Data records
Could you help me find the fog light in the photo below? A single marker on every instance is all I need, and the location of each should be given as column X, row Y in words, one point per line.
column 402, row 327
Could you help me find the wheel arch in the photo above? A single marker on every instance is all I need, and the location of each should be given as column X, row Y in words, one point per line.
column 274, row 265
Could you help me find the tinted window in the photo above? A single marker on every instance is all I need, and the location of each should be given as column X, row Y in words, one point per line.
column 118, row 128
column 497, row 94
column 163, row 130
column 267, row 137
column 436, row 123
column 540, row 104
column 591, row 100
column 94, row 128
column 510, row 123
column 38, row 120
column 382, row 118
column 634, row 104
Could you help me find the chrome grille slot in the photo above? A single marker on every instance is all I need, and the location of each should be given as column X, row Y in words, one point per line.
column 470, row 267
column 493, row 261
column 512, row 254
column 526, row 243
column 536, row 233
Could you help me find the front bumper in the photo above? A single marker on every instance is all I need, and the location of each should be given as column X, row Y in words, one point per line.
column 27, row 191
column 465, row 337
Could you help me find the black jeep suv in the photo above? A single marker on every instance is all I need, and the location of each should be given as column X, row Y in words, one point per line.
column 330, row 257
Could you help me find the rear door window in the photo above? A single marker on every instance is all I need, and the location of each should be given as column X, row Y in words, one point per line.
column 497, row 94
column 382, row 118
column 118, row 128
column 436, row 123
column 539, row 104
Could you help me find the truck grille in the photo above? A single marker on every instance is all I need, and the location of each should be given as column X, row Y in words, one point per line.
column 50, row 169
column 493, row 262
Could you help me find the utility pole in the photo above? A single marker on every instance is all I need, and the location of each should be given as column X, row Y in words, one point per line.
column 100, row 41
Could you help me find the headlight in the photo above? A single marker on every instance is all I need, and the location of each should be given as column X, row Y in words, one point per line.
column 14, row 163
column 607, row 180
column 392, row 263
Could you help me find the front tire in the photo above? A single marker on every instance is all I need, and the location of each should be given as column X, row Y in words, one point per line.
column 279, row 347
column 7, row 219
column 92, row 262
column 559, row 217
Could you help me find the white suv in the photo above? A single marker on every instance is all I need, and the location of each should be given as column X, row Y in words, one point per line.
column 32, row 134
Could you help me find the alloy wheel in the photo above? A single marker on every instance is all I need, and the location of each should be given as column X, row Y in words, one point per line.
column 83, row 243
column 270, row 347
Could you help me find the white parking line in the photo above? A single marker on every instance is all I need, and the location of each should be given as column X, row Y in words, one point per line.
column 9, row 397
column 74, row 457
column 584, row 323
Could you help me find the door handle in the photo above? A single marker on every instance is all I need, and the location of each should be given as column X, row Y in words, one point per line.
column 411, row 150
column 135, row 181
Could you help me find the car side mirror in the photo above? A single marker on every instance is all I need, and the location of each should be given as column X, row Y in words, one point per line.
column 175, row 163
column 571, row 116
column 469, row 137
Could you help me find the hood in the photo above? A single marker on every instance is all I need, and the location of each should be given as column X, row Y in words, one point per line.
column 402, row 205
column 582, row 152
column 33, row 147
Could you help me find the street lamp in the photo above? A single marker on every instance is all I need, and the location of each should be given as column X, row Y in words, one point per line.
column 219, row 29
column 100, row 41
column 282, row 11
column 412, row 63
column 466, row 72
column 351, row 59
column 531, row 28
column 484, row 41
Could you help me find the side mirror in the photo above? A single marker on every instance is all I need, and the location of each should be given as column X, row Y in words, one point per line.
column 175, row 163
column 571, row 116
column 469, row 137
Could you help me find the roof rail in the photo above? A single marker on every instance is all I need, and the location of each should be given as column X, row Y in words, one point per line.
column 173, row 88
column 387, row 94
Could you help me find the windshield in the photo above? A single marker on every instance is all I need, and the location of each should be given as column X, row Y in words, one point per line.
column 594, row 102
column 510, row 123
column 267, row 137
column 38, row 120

**Exercise objective:** Please write out the data above again, swapping "one point per line" for "one point on each line" and leaving everything else unchanged.

**Reply to the exercise:**
Could you help me find the fog light in the photo below? A single marker on every instance is all I need, and the location of each should be given as column X, row Y in words, one point on each line.
column 402, row 327
Could you help me find the wheel arch in the photo above? A single marker on every instance is all I need, and the location of each should be given as column X, row Y in words, one point on each line.
column 274, row 265
Could you help me find the tinted window in the photo above? A single marker on every instance is all I need, and the location of each should be given as column X, row Y in words, one point on each line.
column 118, row 128
column 497, row 94
column 163, row 130
column 267, row 137
column 436, row 123
column 540, row 104
column 591, row 100
column 94, row 128
column 510, row 123
column 38, row 120
column 382, row 118
column 634, row 104
Could you help me find the chrome grille slot in the photo above? A single marker on every instance is all I need, and the location of each should be given as column X, row Y in words, one point on each line.
column 470, row 267
column 493, row 261
column 512, row 254
column 526, row 243
column 536, row 233
Could you help me find the front bumper in the photo above? A single marker on every instance is all I need, and the location of each should be given as column X, row Y in words, one point on each line.
column 27, row 191
column 465, row 337
Could you help me find the black jeep suv in the photo above? A single marker on every instance is all I need, and the location of each should be given as column X, row Y in words, one point on each line.
column 330, row 257
Could you help me find the rear door window in the photo above? A single marker on every instance is all I need, and the location of each should be given as column X, row Y in words, one point on each line.
column 497, row 94
column 382, row 118
column 118, row 128
column 436, row 123
column 539, row 104
Could you help me find the truck grille in the photo above? A single marker on every instance is all I need, and the location of each should be given as column X, row Y in words, one point on each line.
column 50, row 169
column 493, row 262
Could you help me find the utility pole in the photo above? A single marker on every instance is all I need, and the location of each should be given as column X, row Y in words, one point on each line.
column 100, row 41
Could you help me find the headlight in the photo above? A single marker on every instance is all I need, and the location of each should be given as column X, row Y in words, one point on each line.
column 14, row 163
column 607, row 180
column 392, row 263
Could you help me find the front tire in the photo above? A single marker on every instance is all I need, and the location of each should be given as column X, row Y in words, one point on each line.
column 279, row 347
column 7, row 219
column 92, row 262
column 559, row 217
Could you help me find the white suv in the photo above? A single marker on every instance is all I need, and the location of each should be given as column X, row Y in words, one point on each line.
column 32, row 134
Could you help me find the alloy wheel in the photo above? A single marker on every instance is all I need, and the location of each should be given as column X, row Y in words, one point on each line.
column 83, row 243
column 270, row 347
Could you help me find the white parking line in the photo above? A single marker on every instance is all I need, and the location of each should be given as column X, row Y in words, one point on each line.
column 9, row 397
column 74, row 457
column 584, row 323
Could you help me find the door handle in the photo above? A single marker on every instance is all I need, and the location of each should be given as column X, row Y in words, one point on each line.
column 411, row 150
column 135, row 181
Could you help me find the car side mirror in the photo above? A single marker on every instance is all I need, and the location of each should be given as column X, row Y in words, one point on each line.
column 175, row 163
column 571, row 116
column 469, row 137
Could you help me find the hood in the photo above? A single marker on every instance is all I need, and the location of each should be given as column X, row Y in words, one point on each line.
column 402, row 205
column 582, row 152
column 33, row 147
Could you help me find the street lamp in the photo above? A single marker on every instance is all I need, and the location of each should be given as column X, row Y in words, one point on each line.
column 219, row 29
column 100, row 41
column 282, row 11
column 412, row 63
column 466, row 72
column 351, row 59
column 531, row 28
column 484, row 41
Could you help me find the side mirror in the photo above? A single marker on every instance is all I need, and the location of each should be given as column X, row Y in words, one point on each line.
column 175, row 163
column 571, row 116
column 469, row 137
Could you help me find the roof rail in the photo above? A single marker on every instance is all I need, and the location of each should be given as column X, row Y in words, one point on each line.
column 173, row 88
column 387, row 94
Could you help me find the windshield in the photo above? A single marker on every instance is all I need, and the location of each should be given as column X, row Y in words, one point on each line.
column 594, row 102
column 510, row 123
column 267, row 137
column 38, row 120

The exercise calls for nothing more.